BEGIN Supplied data
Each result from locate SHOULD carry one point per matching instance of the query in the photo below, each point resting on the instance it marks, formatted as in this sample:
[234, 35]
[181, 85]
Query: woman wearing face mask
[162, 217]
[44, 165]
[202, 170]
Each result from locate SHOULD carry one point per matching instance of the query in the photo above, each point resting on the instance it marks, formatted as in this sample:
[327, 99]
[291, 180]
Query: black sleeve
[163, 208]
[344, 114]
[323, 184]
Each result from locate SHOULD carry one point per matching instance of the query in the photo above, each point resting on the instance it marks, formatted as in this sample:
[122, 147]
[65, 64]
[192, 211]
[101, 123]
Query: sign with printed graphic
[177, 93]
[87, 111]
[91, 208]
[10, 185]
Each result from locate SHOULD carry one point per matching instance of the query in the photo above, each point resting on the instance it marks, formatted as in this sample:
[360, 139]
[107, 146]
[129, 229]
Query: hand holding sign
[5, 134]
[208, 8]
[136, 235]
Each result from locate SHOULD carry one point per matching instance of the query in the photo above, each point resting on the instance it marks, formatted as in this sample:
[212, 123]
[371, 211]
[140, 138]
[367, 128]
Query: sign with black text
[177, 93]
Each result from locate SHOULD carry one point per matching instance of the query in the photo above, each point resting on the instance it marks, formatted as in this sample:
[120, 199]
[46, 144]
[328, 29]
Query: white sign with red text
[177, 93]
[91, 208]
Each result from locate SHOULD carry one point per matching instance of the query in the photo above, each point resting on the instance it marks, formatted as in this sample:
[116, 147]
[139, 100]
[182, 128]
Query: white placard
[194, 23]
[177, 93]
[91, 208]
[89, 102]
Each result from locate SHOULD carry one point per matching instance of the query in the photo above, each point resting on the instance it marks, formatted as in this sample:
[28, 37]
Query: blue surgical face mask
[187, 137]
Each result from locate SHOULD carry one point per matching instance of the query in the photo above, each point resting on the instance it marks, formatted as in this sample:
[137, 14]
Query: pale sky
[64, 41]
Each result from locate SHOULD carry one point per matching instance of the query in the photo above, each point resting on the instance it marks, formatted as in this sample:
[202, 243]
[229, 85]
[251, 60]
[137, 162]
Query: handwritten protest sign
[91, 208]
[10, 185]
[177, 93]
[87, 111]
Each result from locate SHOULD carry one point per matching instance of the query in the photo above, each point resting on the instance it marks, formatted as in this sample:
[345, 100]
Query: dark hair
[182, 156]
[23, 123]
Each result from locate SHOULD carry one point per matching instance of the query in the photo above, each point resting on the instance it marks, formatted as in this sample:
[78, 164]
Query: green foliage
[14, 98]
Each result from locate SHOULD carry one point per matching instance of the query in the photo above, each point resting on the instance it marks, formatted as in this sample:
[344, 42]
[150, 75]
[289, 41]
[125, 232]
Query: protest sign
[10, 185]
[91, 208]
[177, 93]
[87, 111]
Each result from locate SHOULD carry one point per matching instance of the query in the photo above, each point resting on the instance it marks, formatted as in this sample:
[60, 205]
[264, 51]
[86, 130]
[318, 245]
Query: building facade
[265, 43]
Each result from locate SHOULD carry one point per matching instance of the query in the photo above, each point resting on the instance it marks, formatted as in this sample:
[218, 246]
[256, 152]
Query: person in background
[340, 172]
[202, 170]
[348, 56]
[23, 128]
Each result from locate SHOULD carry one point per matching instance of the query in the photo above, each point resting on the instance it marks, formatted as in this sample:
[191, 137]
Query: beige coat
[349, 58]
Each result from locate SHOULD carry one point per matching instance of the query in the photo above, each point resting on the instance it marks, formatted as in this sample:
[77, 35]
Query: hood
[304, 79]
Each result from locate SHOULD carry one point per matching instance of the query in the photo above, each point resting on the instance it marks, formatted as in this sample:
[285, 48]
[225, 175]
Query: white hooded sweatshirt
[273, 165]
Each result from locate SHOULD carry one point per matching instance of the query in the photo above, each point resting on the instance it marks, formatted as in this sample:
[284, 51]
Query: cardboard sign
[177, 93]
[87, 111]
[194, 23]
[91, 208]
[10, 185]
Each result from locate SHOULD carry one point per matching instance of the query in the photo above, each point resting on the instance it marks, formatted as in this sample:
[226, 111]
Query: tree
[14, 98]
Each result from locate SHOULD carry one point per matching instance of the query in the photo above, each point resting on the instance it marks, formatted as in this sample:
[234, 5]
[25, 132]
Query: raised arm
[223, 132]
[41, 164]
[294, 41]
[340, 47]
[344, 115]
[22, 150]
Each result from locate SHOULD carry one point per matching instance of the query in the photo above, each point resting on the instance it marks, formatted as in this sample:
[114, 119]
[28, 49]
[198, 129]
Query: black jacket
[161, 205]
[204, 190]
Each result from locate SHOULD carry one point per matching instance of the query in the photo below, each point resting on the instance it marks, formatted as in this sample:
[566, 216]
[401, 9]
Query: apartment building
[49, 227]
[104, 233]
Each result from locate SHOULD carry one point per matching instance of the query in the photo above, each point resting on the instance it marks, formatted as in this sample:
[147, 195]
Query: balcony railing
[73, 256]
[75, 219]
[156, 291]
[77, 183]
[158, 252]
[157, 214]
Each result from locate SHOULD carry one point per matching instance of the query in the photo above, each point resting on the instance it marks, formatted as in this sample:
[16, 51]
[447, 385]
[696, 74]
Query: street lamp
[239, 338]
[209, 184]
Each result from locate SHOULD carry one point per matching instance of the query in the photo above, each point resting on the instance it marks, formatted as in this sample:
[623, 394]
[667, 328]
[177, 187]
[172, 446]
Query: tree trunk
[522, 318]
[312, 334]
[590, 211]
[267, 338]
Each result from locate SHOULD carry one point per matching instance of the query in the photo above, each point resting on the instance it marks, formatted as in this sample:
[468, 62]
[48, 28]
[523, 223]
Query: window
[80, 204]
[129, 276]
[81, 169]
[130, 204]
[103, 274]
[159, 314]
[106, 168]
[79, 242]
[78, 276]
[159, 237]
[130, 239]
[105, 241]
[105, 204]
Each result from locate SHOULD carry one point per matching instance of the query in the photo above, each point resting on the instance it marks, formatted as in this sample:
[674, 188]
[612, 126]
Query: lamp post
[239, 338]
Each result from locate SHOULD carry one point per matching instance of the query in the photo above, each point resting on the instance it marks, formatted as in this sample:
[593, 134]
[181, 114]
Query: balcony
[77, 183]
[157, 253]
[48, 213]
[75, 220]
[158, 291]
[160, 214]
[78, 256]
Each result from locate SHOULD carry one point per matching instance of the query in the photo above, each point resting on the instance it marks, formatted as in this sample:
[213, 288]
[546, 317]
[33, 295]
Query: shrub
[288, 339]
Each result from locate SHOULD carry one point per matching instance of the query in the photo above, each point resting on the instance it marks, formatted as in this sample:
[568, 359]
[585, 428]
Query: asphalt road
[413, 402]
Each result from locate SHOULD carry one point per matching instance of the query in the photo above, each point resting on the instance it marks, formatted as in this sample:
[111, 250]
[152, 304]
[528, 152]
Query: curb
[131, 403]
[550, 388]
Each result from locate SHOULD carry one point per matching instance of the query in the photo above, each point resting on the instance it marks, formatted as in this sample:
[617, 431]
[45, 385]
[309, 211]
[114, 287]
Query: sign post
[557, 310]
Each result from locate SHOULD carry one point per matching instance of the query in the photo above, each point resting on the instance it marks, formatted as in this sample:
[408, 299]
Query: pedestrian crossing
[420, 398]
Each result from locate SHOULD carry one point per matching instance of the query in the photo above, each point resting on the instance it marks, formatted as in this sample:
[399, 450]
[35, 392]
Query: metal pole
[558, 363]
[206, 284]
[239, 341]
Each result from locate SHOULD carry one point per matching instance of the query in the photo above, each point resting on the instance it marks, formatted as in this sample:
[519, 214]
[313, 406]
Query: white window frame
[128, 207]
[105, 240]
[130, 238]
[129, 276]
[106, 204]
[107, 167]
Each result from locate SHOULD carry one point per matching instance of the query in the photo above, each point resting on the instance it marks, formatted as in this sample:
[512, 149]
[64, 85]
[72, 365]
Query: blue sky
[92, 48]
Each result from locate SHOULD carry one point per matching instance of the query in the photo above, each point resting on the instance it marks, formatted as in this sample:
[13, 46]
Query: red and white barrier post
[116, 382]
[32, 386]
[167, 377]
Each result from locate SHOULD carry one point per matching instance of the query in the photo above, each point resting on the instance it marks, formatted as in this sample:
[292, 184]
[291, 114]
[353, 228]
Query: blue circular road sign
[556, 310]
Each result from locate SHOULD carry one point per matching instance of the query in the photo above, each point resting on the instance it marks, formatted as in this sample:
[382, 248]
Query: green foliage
END Supplied data
Pick out and copy each line of the rows above that contains the word "face".

Query: woman wearing face mask
Query: blue surgical face mask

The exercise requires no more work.